Data excerpts
Content starts

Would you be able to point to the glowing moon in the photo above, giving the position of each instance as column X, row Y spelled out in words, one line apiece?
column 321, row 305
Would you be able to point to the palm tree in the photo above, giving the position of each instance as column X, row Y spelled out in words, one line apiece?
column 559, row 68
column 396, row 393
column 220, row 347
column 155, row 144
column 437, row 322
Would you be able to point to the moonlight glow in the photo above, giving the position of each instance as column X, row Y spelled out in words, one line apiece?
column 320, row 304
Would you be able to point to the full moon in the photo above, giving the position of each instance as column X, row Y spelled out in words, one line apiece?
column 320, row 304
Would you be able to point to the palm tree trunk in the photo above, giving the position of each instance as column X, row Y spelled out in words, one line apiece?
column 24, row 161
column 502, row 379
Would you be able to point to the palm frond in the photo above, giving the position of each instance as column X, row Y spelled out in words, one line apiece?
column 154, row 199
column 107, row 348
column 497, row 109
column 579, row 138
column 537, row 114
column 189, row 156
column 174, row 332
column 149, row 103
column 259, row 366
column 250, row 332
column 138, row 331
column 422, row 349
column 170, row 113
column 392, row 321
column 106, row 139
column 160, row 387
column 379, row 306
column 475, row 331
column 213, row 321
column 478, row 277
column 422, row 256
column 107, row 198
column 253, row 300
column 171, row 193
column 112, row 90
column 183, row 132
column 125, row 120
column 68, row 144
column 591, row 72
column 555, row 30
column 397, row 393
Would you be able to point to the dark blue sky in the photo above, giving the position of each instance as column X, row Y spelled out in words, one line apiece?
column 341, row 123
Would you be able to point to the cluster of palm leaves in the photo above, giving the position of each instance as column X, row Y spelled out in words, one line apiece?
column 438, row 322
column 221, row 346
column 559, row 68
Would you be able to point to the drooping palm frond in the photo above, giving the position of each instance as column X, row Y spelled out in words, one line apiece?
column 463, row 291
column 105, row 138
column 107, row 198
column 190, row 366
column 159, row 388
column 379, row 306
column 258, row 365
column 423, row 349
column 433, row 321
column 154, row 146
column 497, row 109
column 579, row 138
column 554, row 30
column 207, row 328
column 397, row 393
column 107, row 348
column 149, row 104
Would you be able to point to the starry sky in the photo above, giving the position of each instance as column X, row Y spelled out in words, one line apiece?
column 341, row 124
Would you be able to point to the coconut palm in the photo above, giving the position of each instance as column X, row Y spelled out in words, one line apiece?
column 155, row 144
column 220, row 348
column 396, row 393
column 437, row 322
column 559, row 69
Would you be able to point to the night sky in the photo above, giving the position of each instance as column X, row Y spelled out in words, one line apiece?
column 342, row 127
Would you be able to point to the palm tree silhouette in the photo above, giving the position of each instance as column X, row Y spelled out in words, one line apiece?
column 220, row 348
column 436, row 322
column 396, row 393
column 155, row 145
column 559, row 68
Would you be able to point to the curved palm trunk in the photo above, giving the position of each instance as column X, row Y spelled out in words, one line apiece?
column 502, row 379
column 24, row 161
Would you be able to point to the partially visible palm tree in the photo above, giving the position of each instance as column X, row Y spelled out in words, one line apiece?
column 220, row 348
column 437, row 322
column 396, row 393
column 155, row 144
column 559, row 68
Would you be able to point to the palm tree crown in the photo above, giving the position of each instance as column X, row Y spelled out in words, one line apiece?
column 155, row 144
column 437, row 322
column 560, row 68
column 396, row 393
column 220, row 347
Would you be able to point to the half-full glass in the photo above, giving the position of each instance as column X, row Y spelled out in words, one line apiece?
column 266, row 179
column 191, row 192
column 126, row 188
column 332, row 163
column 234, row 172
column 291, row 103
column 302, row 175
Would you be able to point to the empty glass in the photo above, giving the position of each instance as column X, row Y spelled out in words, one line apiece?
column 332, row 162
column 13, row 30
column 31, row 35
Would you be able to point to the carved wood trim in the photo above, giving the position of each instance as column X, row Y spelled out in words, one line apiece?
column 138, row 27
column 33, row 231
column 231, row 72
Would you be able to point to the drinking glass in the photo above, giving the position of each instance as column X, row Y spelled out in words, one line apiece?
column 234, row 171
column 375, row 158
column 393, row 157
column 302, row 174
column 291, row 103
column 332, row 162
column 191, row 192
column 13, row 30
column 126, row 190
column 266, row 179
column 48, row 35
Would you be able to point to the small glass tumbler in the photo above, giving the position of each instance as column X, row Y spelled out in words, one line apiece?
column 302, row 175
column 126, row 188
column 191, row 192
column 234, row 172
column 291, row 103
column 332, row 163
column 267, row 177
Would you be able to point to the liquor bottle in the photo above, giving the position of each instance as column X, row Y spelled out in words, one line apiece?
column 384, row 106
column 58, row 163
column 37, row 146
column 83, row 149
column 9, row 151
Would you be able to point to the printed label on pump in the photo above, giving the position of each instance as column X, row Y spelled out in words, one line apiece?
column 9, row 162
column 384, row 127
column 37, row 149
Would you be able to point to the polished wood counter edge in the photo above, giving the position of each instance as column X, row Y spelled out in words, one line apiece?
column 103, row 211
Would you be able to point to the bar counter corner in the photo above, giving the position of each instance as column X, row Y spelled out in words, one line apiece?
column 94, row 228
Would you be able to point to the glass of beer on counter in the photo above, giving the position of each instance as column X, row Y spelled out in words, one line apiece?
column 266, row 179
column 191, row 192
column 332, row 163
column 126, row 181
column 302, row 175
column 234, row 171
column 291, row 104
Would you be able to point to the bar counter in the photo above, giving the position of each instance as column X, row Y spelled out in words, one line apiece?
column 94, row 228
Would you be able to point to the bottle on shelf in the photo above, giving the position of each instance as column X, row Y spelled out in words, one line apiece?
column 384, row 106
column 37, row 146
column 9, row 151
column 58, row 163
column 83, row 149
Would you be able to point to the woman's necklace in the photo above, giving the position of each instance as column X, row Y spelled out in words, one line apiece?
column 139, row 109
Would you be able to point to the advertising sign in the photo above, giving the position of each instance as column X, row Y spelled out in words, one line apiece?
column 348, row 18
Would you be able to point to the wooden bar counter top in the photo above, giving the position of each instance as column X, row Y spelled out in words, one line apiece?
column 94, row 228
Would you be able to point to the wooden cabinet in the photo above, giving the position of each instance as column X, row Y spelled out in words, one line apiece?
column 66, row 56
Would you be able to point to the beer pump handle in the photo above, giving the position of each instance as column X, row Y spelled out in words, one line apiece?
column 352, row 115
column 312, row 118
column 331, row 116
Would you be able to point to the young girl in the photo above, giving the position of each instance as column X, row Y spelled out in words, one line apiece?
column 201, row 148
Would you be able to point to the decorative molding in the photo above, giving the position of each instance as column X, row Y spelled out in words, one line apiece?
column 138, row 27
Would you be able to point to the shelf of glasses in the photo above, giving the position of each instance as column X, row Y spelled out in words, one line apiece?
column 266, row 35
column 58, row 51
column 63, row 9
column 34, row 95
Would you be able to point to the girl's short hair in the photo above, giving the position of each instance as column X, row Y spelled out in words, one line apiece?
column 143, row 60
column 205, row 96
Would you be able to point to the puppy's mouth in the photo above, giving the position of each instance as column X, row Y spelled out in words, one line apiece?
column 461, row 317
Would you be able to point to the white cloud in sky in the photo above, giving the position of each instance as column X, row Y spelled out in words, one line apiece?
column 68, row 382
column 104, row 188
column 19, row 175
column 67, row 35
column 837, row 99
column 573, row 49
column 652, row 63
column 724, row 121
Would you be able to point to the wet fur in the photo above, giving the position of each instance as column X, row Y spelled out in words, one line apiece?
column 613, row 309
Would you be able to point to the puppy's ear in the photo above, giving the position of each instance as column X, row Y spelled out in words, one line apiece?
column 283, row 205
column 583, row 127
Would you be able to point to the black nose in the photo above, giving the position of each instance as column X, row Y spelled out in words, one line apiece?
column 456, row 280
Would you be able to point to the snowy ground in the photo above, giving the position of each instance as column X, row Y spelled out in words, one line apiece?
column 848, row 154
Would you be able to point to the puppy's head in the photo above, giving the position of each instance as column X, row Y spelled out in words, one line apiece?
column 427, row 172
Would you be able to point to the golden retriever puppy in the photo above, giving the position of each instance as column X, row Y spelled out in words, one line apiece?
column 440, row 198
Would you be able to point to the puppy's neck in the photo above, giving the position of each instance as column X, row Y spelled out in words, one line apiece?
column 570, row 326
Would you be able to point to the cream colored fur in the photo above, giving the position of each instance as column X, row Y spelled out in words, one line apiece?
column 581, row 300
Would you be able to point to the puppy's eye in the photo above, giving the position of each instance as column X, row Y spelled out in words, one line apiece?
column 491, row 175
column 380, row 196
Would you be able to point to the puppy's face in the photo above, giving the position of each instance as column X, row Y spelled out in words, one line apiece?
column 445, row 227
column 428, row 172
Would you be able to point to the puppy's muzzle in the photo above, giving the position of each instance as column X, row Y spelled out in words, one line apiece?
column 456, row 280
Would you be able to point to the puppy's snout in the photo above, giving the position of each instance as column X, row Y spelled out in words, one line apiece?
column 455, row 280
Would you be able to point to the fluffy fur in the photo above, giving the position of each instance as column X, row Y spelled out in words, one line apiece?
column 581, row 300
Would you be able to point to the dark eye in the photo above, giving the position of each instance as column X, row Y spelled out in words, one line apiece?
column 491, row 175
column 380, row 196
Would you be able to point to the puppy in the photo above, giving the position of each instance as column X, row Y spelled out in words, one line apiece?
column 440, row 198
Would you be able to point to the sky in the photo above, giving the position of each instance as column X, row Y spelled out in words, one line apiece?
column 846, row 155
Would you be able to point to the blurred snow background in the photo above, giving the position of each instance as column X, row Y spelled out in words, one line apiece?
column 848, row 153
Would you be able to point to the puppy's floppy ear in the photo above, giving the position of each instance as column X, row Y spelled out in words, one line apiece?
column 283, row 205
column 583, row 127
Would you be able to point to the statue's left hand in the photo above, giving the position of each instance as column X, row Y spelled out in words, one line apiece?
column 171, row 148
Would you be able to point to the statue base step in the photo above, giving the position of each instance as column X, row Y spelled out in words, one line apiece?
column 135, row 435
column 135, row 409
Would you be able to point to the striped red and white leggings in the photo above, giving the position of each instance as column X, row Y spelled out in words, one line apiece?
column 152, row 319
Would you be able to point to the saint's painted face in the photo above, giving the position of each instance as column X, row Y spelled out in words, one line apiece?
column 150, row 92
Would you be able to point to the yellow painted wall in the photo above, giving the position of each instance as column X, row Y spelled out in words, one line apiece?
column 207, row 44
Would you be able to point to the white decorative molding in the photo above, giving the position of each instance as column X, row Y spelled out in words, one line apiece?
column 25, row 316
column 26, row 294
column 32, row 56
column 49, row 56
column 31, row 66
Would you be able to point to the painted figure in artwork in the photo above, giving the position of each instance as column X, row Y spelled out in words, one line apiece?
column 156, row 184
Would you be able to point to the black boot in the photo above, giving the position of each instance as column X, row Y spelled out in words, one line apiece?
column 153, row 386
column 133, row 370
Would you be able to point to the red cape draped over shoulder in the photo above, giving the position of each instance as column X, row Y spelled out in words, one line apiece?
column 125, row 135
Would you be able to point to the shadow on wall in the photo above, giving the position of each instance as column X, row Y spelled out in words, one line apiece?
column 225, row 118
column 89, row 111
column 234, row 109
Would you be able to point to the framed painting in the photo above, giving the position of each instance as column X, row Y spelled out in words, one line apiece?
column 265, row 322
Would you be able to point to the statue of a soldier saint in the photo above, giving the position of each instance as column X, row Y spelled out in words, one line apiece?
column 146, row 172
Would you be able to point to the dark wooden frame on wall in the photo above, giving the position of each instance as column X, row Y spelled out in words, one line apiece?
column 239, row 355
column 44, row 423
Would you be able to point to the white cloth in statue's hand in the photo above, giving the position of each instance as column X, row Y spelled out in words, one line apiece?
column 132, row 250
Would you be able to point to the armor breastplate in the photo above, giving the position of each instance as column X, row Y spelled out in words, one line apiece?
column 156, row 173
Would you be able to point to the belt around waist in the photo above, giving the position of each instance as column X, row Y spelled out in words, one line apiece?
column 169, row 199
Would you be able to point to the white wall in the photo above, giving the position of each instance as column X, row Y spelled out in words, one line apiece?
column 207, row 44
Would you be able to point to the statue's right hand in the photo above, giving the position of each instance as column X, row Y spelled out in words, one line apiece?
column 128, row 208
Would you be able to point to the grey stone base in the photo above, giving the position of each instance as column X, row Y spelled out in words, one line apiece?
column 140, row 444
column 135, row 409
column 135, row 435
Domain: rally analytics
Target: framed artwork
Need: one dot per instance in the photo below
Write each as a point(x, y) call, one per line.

Content ends

Please transcribe only the lines in the records above running from the line that has "Would you be able to point to the dark wooden" through the line that has "Domain: rally analytics", both included, exactly as they appear.

= SOLUTION FOR THIS TASK =
Would you be able to point to the dark wooden frame on wall in the photo above, giving the position of each instance as column X, row Y spelled out in words, one line apiece?
column 239, row 355
column 44, row 423
Would you be able to point to the white cloth in statue's hand in the photo above, giving the position of each instance as column X, row Y spelled out in words, one line apiece?
column 132, row 250
Would you be able to point to the armor breastplate in the photo above, giving the position of each instance as column X, row Y spelled out in words, one line apiece?
column 156, row 173
Would you be able to point to the belt around waist in the photo above, giving the position of each instance as column X, row Y spelled out in words, one line apiece?
column 169, row 199
Would you be able to point to the white wall in the photo above, giving the position of each instance as column X, row Y spelled out in words, one line apiece?
column 207, row 44
Would you be able to point to the statue's right hand in the photo above, giving the position of each instance as column X, row Y spelled out in words, one line apiece?
column 128, row 208
Would you be able to point to the grey stone base in the photo above, giving the position of each instance as column X, row Y spelled out in words, one line apiece?
column 140, row 444
column 135, row 409
column 135, row 435
Domain: rally analytics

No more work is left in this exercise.